> _Set task_
Copy the data below word for word, leaving out the pictures.

> _Available data_
****************

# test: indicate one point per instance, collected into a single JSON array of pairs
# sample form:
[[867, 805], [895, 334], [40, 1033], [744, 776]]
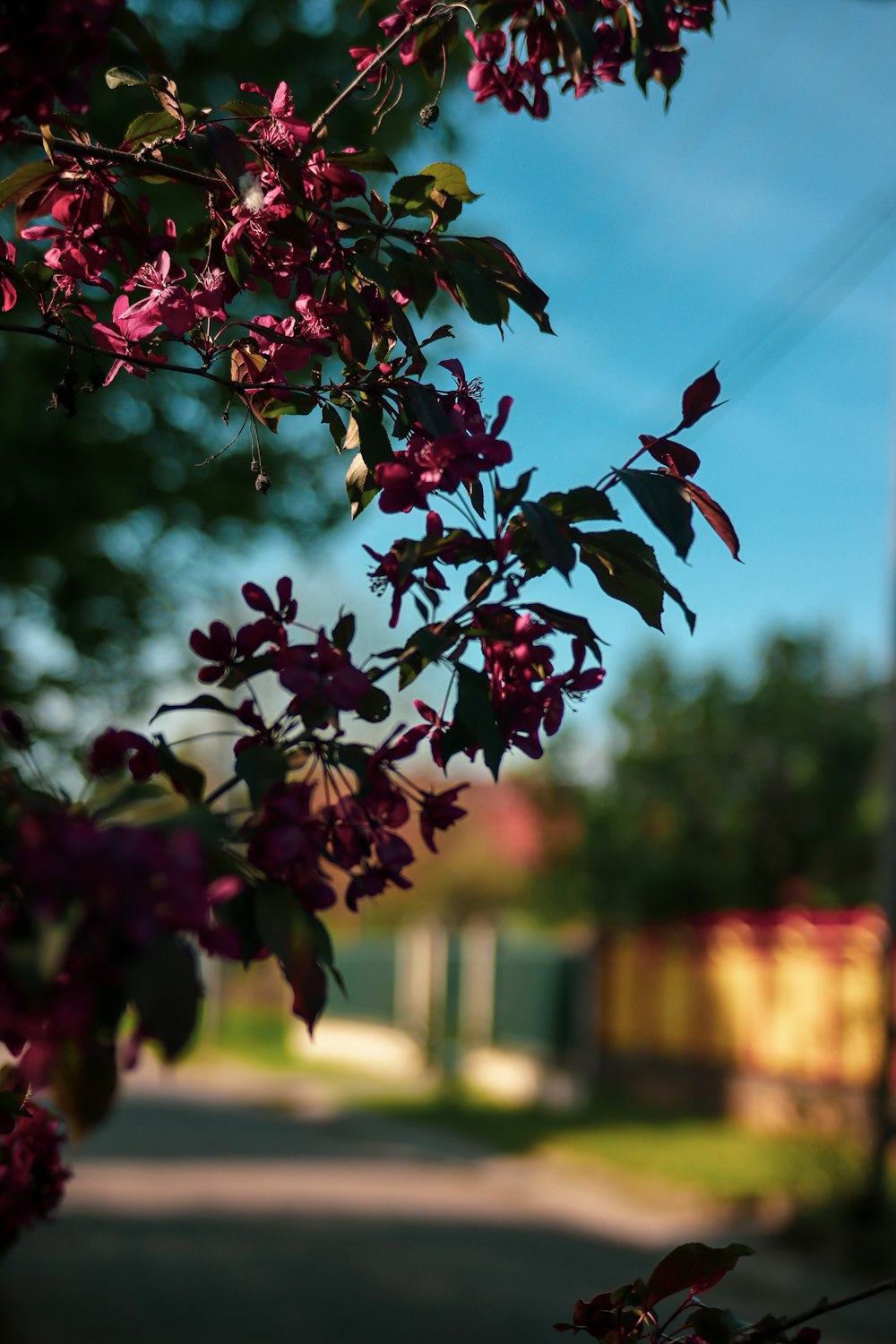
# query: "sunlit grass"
[[716, 1159], [634, 1144]]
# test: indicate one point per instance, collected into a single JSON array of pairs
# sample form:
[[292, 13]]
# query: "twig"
[[438, 11], [888, 1285], [128, 160]]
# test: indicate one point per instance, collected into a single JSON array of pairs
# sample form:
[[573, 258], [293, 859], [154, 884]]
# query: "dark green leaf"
[[371, 269], [360, 486], [506, 497], [239, 914], [716, 1325], [411, 196], [247, 668], [295, 937], [477, 496], [344, 632], [164, 986], [425, 647], [83, 1081], [24, 180], [375, 706], [202, 702], [118, 75], [552, 539], [664, 502], [413, 276], [152, 125], [260, 766], [582, 504], [626, 569], [452, 180], [373, 437], [365, 160], [245, 109], [474, 722], [228, 151], [427, 410], [479, 295], [335, 424], [476, 580], [570, 624], [692, 1265], [188, 780]]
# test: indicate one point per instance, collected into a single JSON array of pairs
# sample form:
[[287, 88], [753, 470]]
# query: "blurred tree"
[[113, 502], [724, 796]]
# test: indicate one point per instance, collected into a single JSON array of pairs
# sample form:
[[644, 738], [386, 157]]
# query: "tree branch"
[[435, 15], [888, 1285], [128, 160]]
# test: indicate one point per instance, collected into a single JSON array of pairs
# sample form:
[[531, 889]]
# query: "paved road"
[[195, 1219]]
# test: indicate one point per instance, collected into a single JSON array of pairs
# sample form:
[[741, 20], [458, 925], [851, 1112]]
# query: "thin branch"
[[438, 11], [613, 475], [128, 160], [144, 362], [888, 1285]]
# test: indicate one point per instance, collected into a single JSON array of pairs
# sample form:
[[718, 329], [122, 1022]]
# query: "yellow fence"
[[793, 995]]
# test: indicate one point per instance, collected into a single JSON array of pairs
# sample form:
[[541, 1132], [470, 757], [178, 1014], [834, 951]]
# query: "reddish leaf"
[[692, 1266], [715, 516], [700, 398], [680, 459]]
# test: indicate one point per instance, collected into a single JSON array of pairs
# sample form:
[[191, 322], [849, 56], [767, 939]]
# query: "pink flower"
[[7, 288], [168, 304], [116, 747]]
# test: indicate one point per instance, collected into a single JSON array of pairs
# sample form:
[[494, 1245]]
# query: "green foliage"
[[727, 796]]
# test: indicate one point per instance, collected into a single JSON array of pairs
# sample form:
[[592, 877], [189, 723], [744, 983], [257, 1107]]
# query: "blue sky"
[[669, 242], [754, 225]]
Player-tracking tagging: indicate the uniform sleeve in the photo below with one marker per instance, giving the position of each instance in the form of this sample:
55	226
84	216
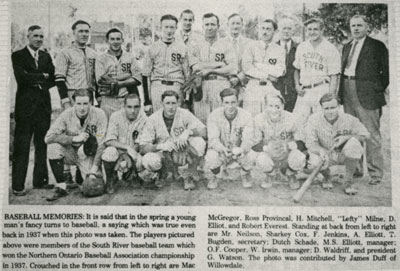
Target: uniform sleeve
279	69
334	61
112	130
148	135
136	72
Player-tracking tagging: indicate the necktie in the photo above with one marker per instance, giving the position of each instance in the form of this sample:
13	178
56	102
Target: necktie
351	55
36	57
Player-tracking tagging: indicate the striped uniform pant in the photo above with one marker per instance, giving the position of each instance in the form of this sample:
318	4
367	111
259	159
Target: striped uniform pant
111	104
253	100
157	89
211	99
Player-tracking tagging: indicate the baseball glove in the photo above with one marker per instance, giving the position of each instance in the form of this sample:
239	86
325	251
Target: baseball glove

****************

> _The output_
# test: indicate one point per instance, collected into a single JSON array of pairs
# sample form:
[[867, 805], [895, 334], [40, 1033], [744, 776]]
# query: "sunlit grass"
[[716, 1159], [634, 1144]]
# test: indicate one point per instance, collected into a single JSON array of pairs
# sample form:
[[292, 13]]
# query: "twig"
[[438, 11], [888, 1285], [128, 160]]
# test: indicate one point per instance, collected into a single JSON array of pairs
# sample form:
[[573, 258], [293, 859], [154, 884]]
# query: "dark green leaf"
[[371, 269], [360, 486], [506, 497], [239, 914], [716, 1325], [411, 196], [247, 668], [295, 937], [477, 496], [344, 632], [164, 986], [425, 647], [83, 1081], [24, 180], [375, 706], [202, 702], [118, 75], [552, 539], [664, 502], [413, 276], [152, 125], [260, 766], [582, 504], [626, 569], [452, 180], [373, 437], [365, 160], [245, 109], [474, 722], [228, 151], [427, 410], [479, 295], [335, 424], [476, 580], [570, 624], [692, 1265], [188, 780]]
# test: indicate one point per instance, collected into a single JSON array of pairs
# sample form:
[[287, 88], [753, 470]]
# query: "blurred tree"
[[113, 502], [724, 796]]
# test: indicate one point per instance, collected into a single JSON array of pairs
# sample form:
[[644, 738], [386, 157]]
# query: "tree branch"
[[435, 15], [888, 1285], [128, 160]]
# test: indicate one point per instance, collected into a single JSON array of pairs
# sample form:
[[531, 889]]
# query: "paved road"
[[195, 1219]]
# test: indicate one point per instance, collected into a single JSON array of pairs
# sample form:
[[741, 20], [458, 925], [851, 1112]]
# query: "thin branch"
[[438, 11], [613, 475], [128, 160], [144, 362], [888, 1285]]
# test: indicate one point per instance, collected into a single JSON array of pairs
# sample form:
[[718, 329], [122, 1022]]
# query: "yellow fence"
[[793, 995]]
# test: indicate one point per instance, collected into a single JSON array of pairs
# sample form:
[[541, 1132], [470, 757], [178, 1014], [834, 951]]
# query: "reddish leaf"
[[692, 1266], [715, 516], [700, 398], [680, 459]]
# test: indicate one point per instance, collected into a single JSON array of pairs
# sample form:
[[191, 322], [849, 56], [767, 939]]
# query: "pink flower"
[[7, 288], [168, 304], [116, 747]]
# test: indicate one point per instance, collected into a single JSON array of pairs
# sample form:
[[494, 1245]]
# query: "green foliage"
[[727, 796]]
# test: indicate one point per instance, collected into a single JSON array of pairs
# sample form:
[[592, 877], [189, 723], [744, 983], [257, 1107]]
# query: "blue sky"
[[669, 242], [754, 225]]
Player-tracking tagging: indicate the uniform sleeve in the photo below with one marker per instance, giving the position of each instance in the form of this sample:
55	226
84	216
Target: uniform sleeve
279	69
334	61
112	130
148	135
136	72
Player-tracking tagging: indicate the necktie in the photo above with one marker per instance, giving the position of each instance in the form of this sample:
13	178
56	102
Target: necktie
351	55
36	57
Player-tracking tagging: indicate the striped uniform pant in the photo above with one marker per instance, giving the position of each instance in the form of this sample:
318	4
367	111
259	159
Target: striped uniform pant
111	104
253	100
157	89
211	99
Player-tracking tagging: indicate the baseball glove in the photo above with one marker per instance, giving the position of each instance in the form of this sample:
239	86
325	251
Target: baseball glove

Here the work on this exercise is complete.